→ To do: In the records below, find each line with the word "clicks" and copy it.

╭─ Task data

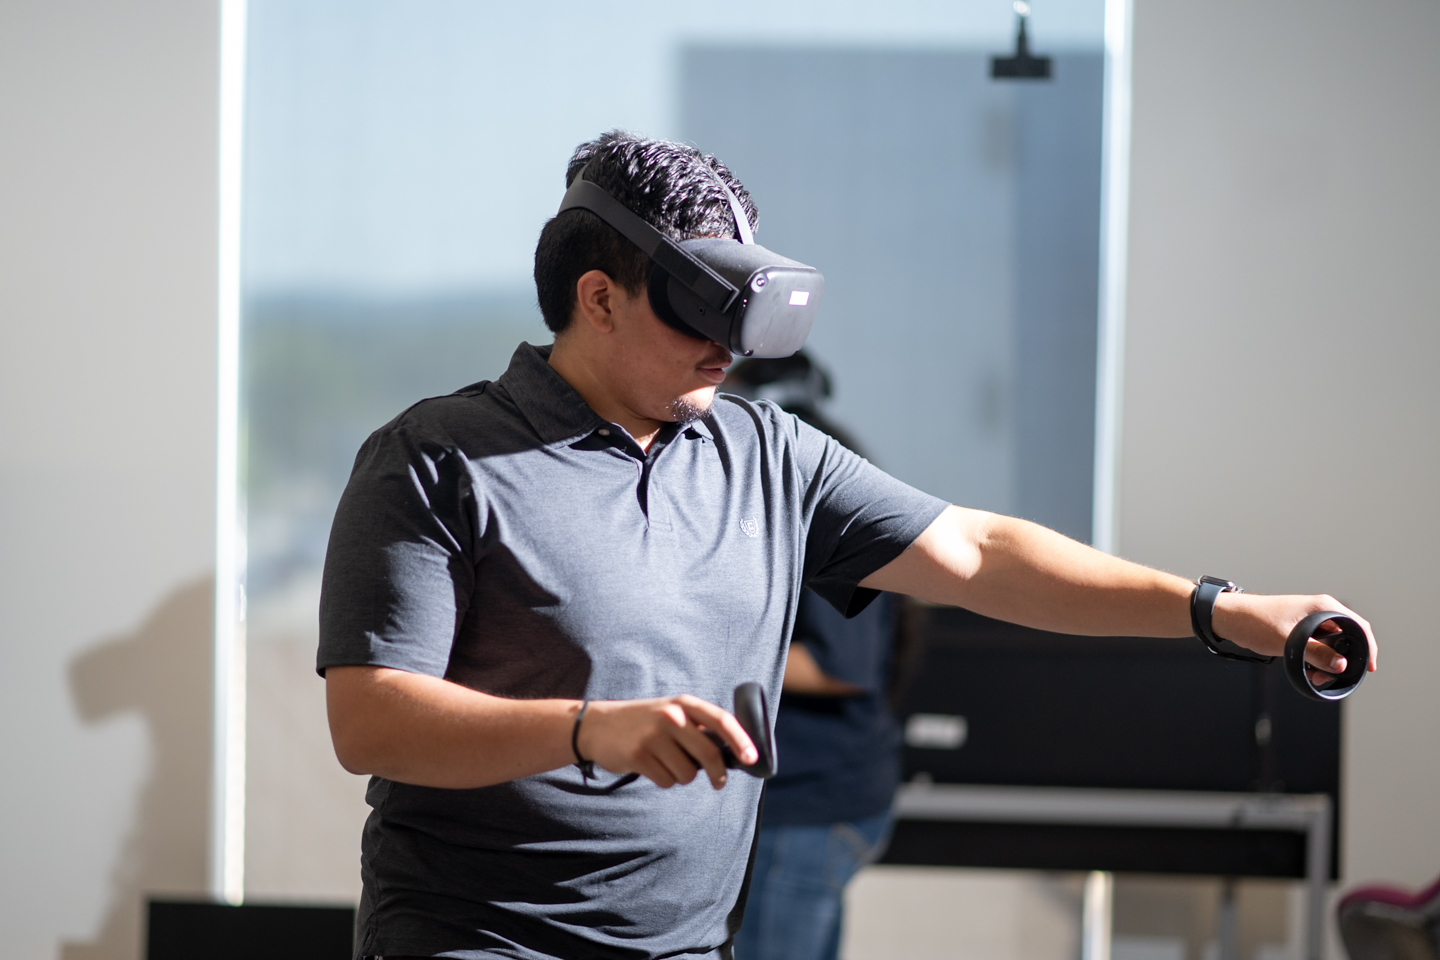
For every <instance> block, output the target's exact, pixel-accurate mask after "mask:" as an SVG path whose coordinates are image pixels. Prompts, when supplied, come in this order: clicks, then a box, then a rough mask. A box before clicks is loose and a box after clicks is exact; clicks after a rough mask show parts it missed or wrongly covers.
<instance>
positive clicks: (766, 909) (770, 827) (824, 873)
mask: <svg viewBox="0 0 1440 960" xmlns="http://www.w3.org/2000/svg"><path fill="white" fill-rule="evenodd" d="M893 822H894V818H893V816H891V815H890V812H888V810H886V812H884V813H877V815H876V816H871V818H865V819H864V820H847V822H841V823H804V825H795V826H766V828H760V836H759V841H757V845H756V849H755V874H753V875H752V879H750V898H749V901H746V907H744V921H743V924H742V927H740V933H737V934H736V938H734V959H736V960H835V959H837V957H838V956H840V924H841V915H842V911H844V892H845V884H848V882H850V878H851V877H854V875H855V871H858V869H860V868H861V866H864V865H865V864H870V862H871V861H874V859H876V858H877V856H880V853H881V852H884V848H886V843H887V842H888V841H890V828H891V823H893Z"/></svg>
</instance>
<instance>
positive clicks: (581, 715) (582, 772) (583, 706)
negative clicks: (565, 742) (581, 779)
mask: <svg viewBox="0 0 1440 960" xmlns="http://www.w3.org/2000/svg"><path fill="white" fill-rule="evenodd" d="M589 708H590V701H588V699H582V701H580V710H579V712H576V714H575V727H572V728H570V750H572V751H573V753H575V766H577V767H579V769H580V777H583V779H585V780H589V779H590V777H593V776H595V761H593V760H586V759H585V757H582V756H580V721H582V720H585V711H586V710H589Z"/></svg>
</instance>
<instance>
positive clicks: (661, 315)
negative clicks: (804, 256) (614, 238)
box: [557, 170, 825, 357]
mask: <svg viewBox="0 0 1440 960" xmlns="http://www.w3.org/2000/svg"><path fill="white" fill-rule="evenodd" d="M716 181H717V183H719V184H720V187H721V189H723V190H724V194H726V197H727V199H729V201H730V213H732V214H733V216H734V226H736V232H737V233H739V235H740V239H739V240H730V239H719V237H711V239H697V240H681V242H678V243H677V242H674V240H671V239H670V237H668V236H665V235H664V233H661V232H660V230H657V229H655V227H652V226H651V225H649V223H647V222H645V220H644V219H641V217H639V216H638V214H635V213H634V212H631V210H629V207H626V206H625V204H622V203H621V201H619V200H616V199H615V197H612V196H611V194H609V193H608V191H606V190H605V189H603V187H600V186H599V184H596V183H595V181H592V180H586V178H585V170H582V171H580V173H579V174H577V176H576V177H575V183H572V184H570V189H569V190H566V191H564V200H562V201H560V210H559V212H557V214H559V213H564V212H566V210H576V209H579V210H589V212H590V213H593V214H595V216H598V217H600V219H602V220H605V222H606V223H609V225H611V226H612V227H615V229H616V230H619V233H621V236H624V237H625V239H626V240H629V242H631V243H634V245H635V246H638V248H639V249H641V250H644V252H645V253H647V255H648V256H649V259H651V265H652V266H651V271H649V285H648V292H649V304H651V307H652V308H654V309H655V314H657V315H658V317H660V318H661V320H664V321H665V322H667V324H670V325H671V327H674V328H675V330H678V331H680V332H683V334H687V335H690V337H697V338H700V340H711V341H714V343H717V344H723V345H726V347H729V348H730V353H736V354H740V356H743V357H789V356H791V354H793V353H795V351H796V350H799V348H801V347H804V345H805V338H806V337H808V335H809V328H811V324H812V322H815V311H816V309H819V299H821V294H824V291H825V278H824V276H821V272H819V271H816V269H815V268H814V266H805V265H804V263H796V262H795V261H791V259H786V258H783V256H780V255H779V253H772V252H770V250H766V249H765V248H763V246H760V245H759V243H756V242H755V235H753V233H752V232H750V220H749V219H746V216H744V209H743V207H742V206H740V200H739V199H737V197H736V196H734V193H732V191H730V187H727V186H726V183H724V180H721V178H720V177H719V174H717V176H716Z"/></svg>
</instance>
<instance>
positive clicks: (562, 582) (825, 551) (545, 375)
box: [318, 344, 945, 959]
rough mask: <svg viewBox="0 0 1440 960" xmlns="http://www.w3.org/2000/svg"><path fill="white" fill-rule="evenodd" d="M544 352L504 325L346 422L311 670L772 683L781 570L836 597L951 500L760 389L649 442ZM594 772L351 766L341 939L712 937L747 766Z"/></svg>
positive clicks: (535, 950)
mask: <svg viewBox="0 0 1440 960" xmlns="http://www.w3.org/2000/svg"><path fill="white" fill-rule="evenodd" d="M547 356H549V348H536V347H531V345H528V344H521V345H520V348H518V350H517V351H516V356H514V358H513V360H511V363H510V368H508V370H507V371H505V373H504V376H501V377H500V380H497V381H494V383H478V384H475V386H472V387H467V389H464V390H459V391H458V393H455V394H451V396H448V397H438V399H432V400H425V402H422V403H418V404H415V406H413V407H410V409H409V410H406V412H405V413H402V415H400V416H399V417H396V419H395V420H392V422H390V423H387V425H386V426H383V427H380V429H379V430H376V432H374V435H372V436H370V439H369V440H366V443H364V446H363V448H361V449H360V453H359V456H357V458H356V466H354V472H353V475H351V478H350V484H348V486H347V488H346V492H344V497H343V498H341V501H340V508H338V510H337V512H336V521H334V528H333V530H331V534H330V550H328V554H327V557H325V574H324V587H323V593H321V604H320V655H318V668H320V671H321V672H324V669H325V668H327V666H334V665H340V664H372V665H379V666H393V668H399V669H405V671H412V672H418V674H429V675H432V676H444V678H446V679H451V681H454V682H456V684H464V685H465V687H471V688H474V689H478V691H484V692H488V694H495V695H500V697H514V698H541V697H569V698H582V697H589V698H592V699H628V698H639V697H662V695H675V694H694V695H697V697H701V698H704V699H708V701H711V702H716V704H720V705H723V707H726V708H730V707H732V689H733V688H734V685H736V684H739V682H742V681H759V682H760V684H763V685H765V689H766V695H768V697H769V699H770V702H772V704H775V702H776V699H778V697H779V691H780V675H782V674H783V668H785V645H786V640H788V638H789V635H791V629H792V626H793V619H795V607H796V600H798V594H799V589H801V584H802V583H806V581H808V583H809V584H811V586H812V587H815V590H816V592H819V593H821V596H824V597H825V599H827V600H828V602H829V603H832V604H835V606H837V607H838V609H841V610H845V612H855V610H858V609H860V607H863V606H864V604H865V603H868V602H870V599H873V596H874V593H873V592H870V590H863V589H858V587H857V584H858V581H860V580H863V579H864V577H865V576H868V574H870V573H873V571H874V570H877V569H880V567H881V566H884V564H886V563H888V561H890V560H893V558H894V557H896V556H899V554H900V551H903V550H904V548H906V547H907V545H909V544H910V543H912V541H913V540H914V538H916V537H917V535H919V534H920V531H923V530H924V528H926V527H927V525H929V524H930V521H933V520H935V518H936V517H937V515H939V514H940V511H942V510H943V508H945V502H943V501H939V499H936V498H933V497H929V495H926V494H922V492H919V491H916V489H913V488H910V486H907V485H904V484H901V482H900V481H896V479H893V478H891V476H887V475H886V474H883V472H880V471H878V469H876V468H874V466H871V465H870V463H868V462H867V461H864V459H861V458H860V456H857V455H855V453H852V452H850V450H848V449H845V448H844V446H841V445H840V443H837V442H835V440H834V439H831V438H829V436H827V435H824V433H819V432H818V430H815V429H814V427H809V426H806V425H805V423H802V422H799V420H798V419H795V417H793V416H791V415H788V413H783V412H782V410H780V409H779V407H776V406H773V404H770V403H749V402H744V400H740V399H737V397H729V396H721V397H719V399H717V400H716V403H714V407H713V409H711V412H710V413H708V415H707V416H706V417H703V419H700V420H696V422H693V423H688V425H685V426H683V427H668V429H667V430H664V432H662V433H661V436H660V438H658V439H657V440H655V442H654V443H652V445H651V449H649V452H648V453H647V452H644V450H641V448H639V446H638V445H636V443H635V440H634V439H632V438H631V436H629V435H628V433H626V432H625V429H622V427H621V426H616V425H615V423H606V422H605V420H603V419H600V417H599V415H596V413H595V412H593V410H590V407H589V406H588V404H586V403H585V400H583V399H582V397H580V396H579V394H577V393H576V391H575V390H573V389H572V387H570V386H569V384H567V383H566V381H564V380H563V379H562V377H560V376H559V374H557V373H556V371H554V370H553V368H552V367H550V366H549V363H547ZM779 763H780V764H782V766H783V763H785V757H779ZM609 780H612V777H611V774H606V773H603V771H602V773H600V777H599V782H595V780H592V782H590V783H589V784H586V783H585V782H583V780H582V777H580V773H579V770H577V769H576V767H573V766H570V767H564V769H560V770H553V771H550V773H543V774H539V776H533V777H524V779H520V780H513V782H510V783H503V784H498V786H492V787H484V789H478V790H441V789H432V787H418V786H412V784H405V783H395V782H390V780H384V779H380V777H374V779H372V782H370V789H369V793H367V800H369V803H370V806H372V807H373V812H372V813H370V819H369V822H367V823H366V829H364V836H363V843H361V849H363V855H361V877H363V881H364V894H363V897H361V902H360V917H359V937H357V947H356V948H357V954H359V956H372V954H382V956H384V954H390V956H446V957H490V956H497V957H616V959H619V957H626V959H629V957H670V956H707V954H720V953H724V954H727V953H729V946H727V944H729V941H730V937H732V934H733V931H734V930H736V928H737V925H739V917H737V915H736V914H737V913H739V911H737V910H736V904H737V901H739V898H740V892H742V887H743V884H744V877H746V868H747V864H749V853H750V845H752V841H753V832H755V822H756V810H757V805H759V799H760V786H762V784H760V782H759V780H755V779H752V777H747V776H743V774H736V776H732V777H730V782H729V786H726V789H724V790H719V792H717V790H713V789H711V787H710V784H708V782H707V779H706V777H704V776H700V777H697V779H696V782H694V783H690V784H688V786H677V787H672V789H670V790H661V789H658V787H655V786H654V784H652V783H649V782H648V780H639V782H636V783H632V784H628V786H625V787H621V789H619V790H615V792H613V793H605V792H603V786H605V784H606V782H609Z"/></svg>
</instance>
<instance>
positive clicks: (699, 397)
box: [668, 387, 716, 426]
mask: <svg viewBox="0 0 1440 960" xmlns="http://www.w3.org/2000/svg"><path fill="white" fill-rule="evenodd" d="M714 402H716V390H714V387H706V389H703V390H691V391H690V393H687V394H684V396H680V397H675V399H674V400H671V402H670V407H668V413H670V419H671V420H674V422H675V423H678V425H680V426H684V425H687V423H691V422H694V420H698V419H700V417H703V416H704V415H707V413H710V407H711V406H713V404H714Z"/></svg>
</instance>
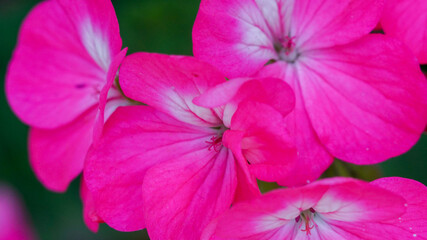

╰─

→ Solution for this exercise:
For every <instance> block, output the target's exact, pixel-accurate mask after "mask:" as an SVG path whose coordinates are image pixels. Prompts, when supplied, come in this order: clicks, then a box, then a rough mask. A box before clicks is loose and a box after clicks is exact; clicks after a rough mask show parts it missed or wrongly covers.
positive clicks: (766, 909) (770, 827) (824, 873)
positive clicks: (581, 715) (582, 772) (583, 706)
negative clicks: (565, 742) (581, 779)
positive clicks: (661, 315)
negative clicks: (804, 256) (614, 238)
positive clicks: (562, 582) (825, 551) (545, 375)
positive clicks: (535, 950)
positive clicks: (699, 397)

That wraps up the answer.